PROMPT ::
Answer these questions about the blog post on thin places.
(a) Which Tibetan stupa in Nepal is named as a famous thin place?
(b) Which snow-capped mountain could be seen from the cabin that was in move-in condition?
(c) What kind of toilet did the smaller cabin have?

SELECTED EXTRACT ::
╭──
Thursday, April 4, 2013
Bidden or not bidden, God is present. ~Carl Jung
I’ve been reading about the Celtic concept of “thin places,” places where heaven and earth come close together. At first, I thought the concept described an inner place where we feel the presence of the divine. But upon further reading, I now understand that these thin places are physical places, places where we sense the nearness of the other side. Some are famous, like Boudanath, the Tibetan stupa in Nepal, where I had the good fortune to visit during a new year celebration. Others are hardly noticeable, discovered only when we stumble across them.
I think there is a thin place beside the creek at my cabin. When I was looking for a mountain getaway, I had narrowed my focus to two cabins several miles apart. Both were on creeks. One was in move-in condition. It had a spacious loft, and inside bathroom, and a view of snow capped Mt. Hood in the distance. The other one, for roughly the same price, was smaller, run down, dark and musty, nestled deep in the trees with no vista view, and sort of an inside bathroom with an electric toilet which didn’t work very well.
╰──
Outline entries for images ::
╭──
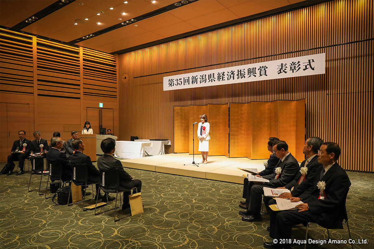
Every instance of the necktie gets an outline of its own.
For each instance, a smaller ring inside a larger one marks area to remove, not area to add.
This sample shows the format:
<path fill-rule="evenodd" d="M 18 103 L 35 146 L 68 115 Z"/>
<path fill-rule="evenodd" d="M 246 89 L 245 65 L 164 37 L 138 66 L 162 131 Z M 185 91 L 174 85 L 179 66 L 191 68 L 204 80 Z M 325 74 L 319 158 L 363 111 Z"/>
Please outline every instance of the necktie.
<path fill-rule="evenodd" d="M 324 175 L 325 175 L 325 167 L 324 167 L 323 169 L 322 169 L 322 171 L 321 171 L 321 176 L 319 178 L 319 180 L 321 181 L 322 180 L 322 178 L 324 177 Z"/>

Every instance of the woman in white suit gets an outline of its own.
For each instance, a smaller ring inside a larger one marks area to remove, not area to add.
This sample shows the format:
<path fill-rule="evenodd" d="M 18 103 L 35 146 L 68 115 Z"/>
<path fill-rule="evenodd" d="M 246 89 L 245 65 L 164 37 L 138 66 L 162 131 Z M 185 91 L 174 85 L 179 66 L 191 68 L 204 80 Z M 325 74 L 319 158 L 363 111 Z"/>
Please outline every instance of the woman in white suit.
<path fill-rule="evenodd" d="M 197 138 L 199 138 L 199 151 L 201 152 L 203 157 L 202 163 L 206 164 L 208 163 L 208 152 L 209 151 L 209 130 L 210 125 L 208 123 L 208 118 L 205 114 L 200 115 L 201 122 L 199 123 L 197 127 Z"/>
<path fill-rule="evenodd" d="M 85 123 L 85 126 L 82 129 L 82 134 L 93 134 L 94 131 L 91 128 L 91 124 L 88 121 Z"/>

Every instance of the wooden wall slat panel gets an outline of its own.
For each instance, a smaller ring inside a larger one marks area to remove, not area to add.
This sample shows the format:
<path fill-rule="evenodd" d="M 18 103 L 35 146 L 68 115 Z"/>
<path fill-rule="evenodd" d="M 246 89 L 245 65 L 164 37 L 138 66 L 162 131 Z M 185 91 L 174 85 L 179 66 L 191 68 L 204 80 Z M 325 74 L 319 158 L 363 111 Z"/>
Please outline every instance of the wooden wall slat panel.
<path fill-rule="evenodd" d="M 306 138 L 339 143 L 345 169 L 374 171 L 373 4 L 330 1 L 119 56 L 119 75 L 129 76 L 119 84 L 120 139 L 162 136 L 173 144 L 168 118 L 176 106 L 305 99 Z M 324 75 L 163 91 L 163 77 L 321 53 Z"/>

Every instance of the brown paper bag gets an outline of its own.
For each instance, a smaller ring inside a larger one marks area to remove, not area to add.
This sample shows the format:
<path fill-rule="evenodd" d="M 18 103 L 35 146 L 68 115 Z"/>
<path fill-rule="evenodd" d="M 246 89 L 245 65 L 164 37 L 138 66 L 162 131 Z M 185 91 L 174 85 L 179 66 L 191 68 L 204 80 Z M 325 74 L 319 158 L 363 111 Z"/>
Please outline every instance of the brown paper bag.
<path fill-rule="evenodd" d="M 82 200 L 82 187 L 71 183 L 71 199 L 75 203 Z"/>
<path fill-rule="evenodd" d="M 130 206 L 131 209 L 131 216 L 144 212 L 143 203 L 141 201 L 141 192 L 129 195 Z"/>

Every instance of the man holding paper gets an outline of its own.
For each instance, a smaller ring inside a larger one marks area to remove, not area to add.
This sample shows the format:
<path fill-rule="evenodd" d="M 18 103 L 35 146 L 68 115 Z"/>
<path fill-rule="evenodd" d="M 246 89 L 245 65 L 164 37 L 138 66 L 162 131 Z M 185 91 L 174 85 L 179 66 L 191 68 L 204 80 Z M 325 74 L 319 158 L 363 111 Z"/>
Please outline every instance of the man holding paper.
<path fill-rule="evenodd" d="M 290 183 L 300 170 L 297 161 L 288 152 L 288 145 L 284 141 L 275 142 L 273 150 L 277 157 L 280 159 L 275 168 L 275 172 L 261 177 L 256 176 L 269 180 L 269 183 L 253 182 L 250 184 L 251 191 L 247 192 L 246 202 L 249 200 L 248 209 L 245 211 L 240 211 L 239 214 L 246 215 L 242 218 L 244 221 L 262 221 L 260 212 L 262 204 L 262 195 L 264 194 L 264 187 L 276 188 L 283 187 Z"/>
<path fill-rule="evenodd" d="M 340 155 L 340 147 L 335 143 L 324 143 L 318 155 L 318 162 L 323 166 L 318 167 L 312 186 L 299 197 L 290 199 L 291 202 L 306 200 L 305 203 L 297 205 L 297 209 L 277 213 L 275 223 L 270 225 L 272 238 L 288 241 L 292 226 L 308 222 L 327 229 L 343 228 L 342 214 L 351 183 L 345 171 L 336 162 Z M 265 242 L 263 245 L 267 248 L 289 246 L 272 242 Z"/>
╰──
SOLUTION BELOW ::
(a) Boudanath
(b) Mt. Hood
(c) An electric toilet that didn't work very well